* _Extracted text_
▼
How to Make an Organizational Chart

Before we dig into how to create an organizational chart (also known as an “org chart”), it’s crucial to first understand its purpose.

So, what is an org chart? Simply put, this handy diagram illustrates a business’s personnel hierarchy. They clearly display supervisors, executives, and individual contributors, along with information on a staffer’s department and direct reports. This grants workers full transparency on the “who’s who” of an organization, which is critical knowledge when completing a project or planning career opportunities.

Generally, org charts are most appropriate for businesses with over a dozen employees, although there are some exceptions.

Let’s find out if these sensory aides are a must-have for your organization.

The types of organizational charts

  • Functional top-down hierarchy: Traditional pyramid-shape with executives and business owners at the top and entry-level junior members at the bottom. Great all-purpose solution.
  • Divisional: Broken down by product line, project, or other production-centric factors. Groups supervisors alongside direct reports with little distinction. Better for complex businesses with many independent processes.
  • Matrix: Hybrid of divisional and functional top-down hierarchies. Clearly emphasizes a chain of command structure that’s broken down into specific product lines.
  • Flat: All staffers are illustrated at an even level in broad, unrefined groups, which fosters direct access to anybody of any rank. Ideal for smaller organizations, startups, and those without traditional structures.

Which type of org chart is best?
▲
* _Job A_
In the records below, recast the lines from the one containing "locate bare soil" through the end of the records as a JSON list of strings, with one string per line and blank lines omitted.

* _Material to process_
▼
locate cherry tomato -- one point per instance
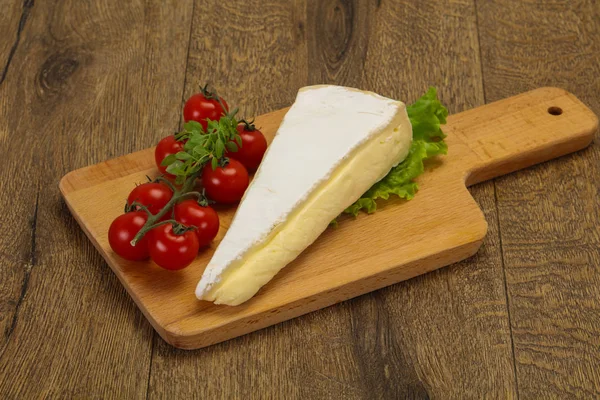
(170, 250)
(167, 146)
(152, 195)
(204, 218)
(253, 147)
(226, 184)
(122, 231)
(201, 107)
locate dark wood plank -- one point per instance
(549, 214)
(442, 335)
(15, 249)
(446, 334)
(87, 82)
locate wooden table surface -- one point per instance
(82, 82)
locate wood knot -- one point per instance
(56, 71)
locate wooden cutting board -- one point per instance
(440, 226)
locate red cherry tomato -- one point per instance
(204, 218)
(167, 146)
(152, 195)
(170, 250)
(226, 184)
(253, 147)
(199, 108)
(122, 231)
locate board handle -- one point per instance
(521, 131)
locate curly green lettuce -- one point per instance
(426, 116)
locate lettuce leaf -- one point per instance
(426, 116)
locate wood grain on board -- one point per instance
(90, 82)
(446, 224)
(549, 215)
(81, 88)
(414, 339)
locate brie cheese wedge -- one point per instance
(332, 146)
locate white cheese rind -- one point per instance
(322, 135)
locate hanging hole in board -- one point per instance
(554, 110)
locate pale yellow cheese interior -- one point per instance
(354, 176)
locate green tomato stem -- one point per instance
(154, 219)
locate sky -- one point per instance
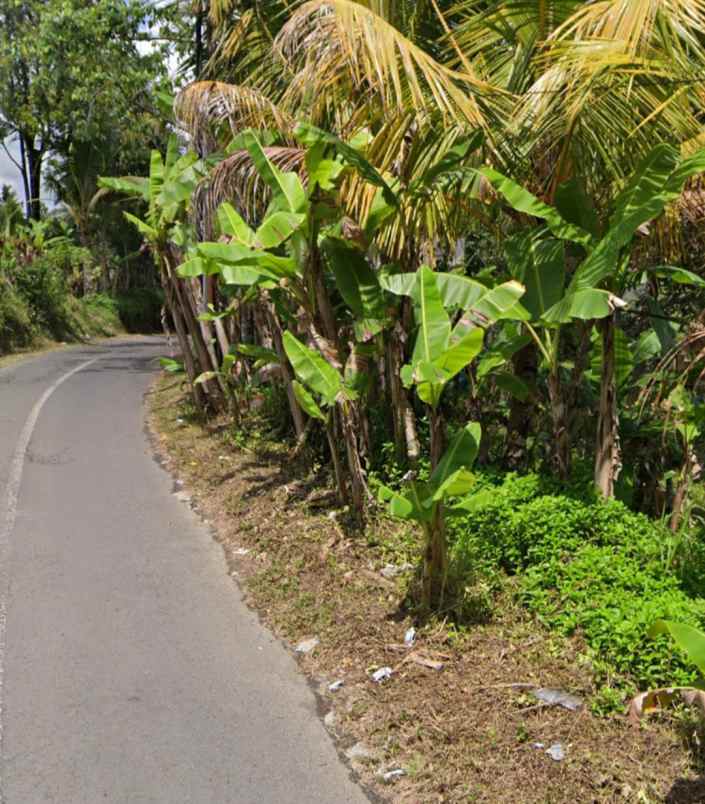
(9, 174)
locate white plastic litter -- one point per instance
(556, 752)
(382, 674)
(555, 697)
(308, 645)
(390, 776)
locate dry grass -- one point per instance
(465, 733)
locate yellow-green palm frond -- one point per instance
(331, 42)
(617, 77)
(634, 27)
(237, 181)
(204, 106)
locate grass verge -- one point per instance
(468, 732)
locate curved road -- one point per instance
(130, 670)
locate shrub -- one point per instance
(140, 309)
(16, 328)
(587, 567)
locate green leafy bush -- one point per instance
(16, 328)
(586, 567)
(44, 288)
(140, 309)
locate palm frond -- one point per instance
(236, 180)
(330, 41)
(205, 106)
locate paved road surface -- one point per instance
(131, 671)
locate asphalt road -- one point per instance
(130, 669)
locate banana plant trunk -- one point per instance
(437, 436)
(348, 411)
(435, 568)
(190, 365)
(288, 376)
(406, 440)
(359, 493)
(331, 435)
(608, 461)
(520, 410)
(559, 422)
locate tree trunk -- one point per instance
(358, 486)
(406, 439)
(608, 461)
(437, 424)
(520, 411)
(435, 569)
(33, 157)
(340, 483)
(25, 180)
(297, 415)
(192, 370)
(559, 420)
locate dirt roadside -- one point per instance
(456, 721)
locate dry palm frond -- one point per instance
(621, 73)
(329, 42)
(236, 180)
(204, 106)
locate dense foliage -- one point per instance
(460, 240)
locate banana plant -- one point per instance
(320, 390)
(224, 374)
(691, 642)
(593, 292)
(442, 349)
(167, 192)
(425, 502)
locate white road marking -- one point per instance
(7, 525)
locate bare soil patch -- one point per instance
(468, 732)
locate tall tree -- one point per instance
▲
* _Job B_
According to the text on organizational charts, for which kinds of organizations is a flat chart ideal?

* _Written answer A_
[
  "locate bare soil patch -- one point per instance",
  "(468, 732)",
  "locate tall tree -- one point per instance"
]

* _Written answer B_
Smaller organizations, startups, and those without traditional structures.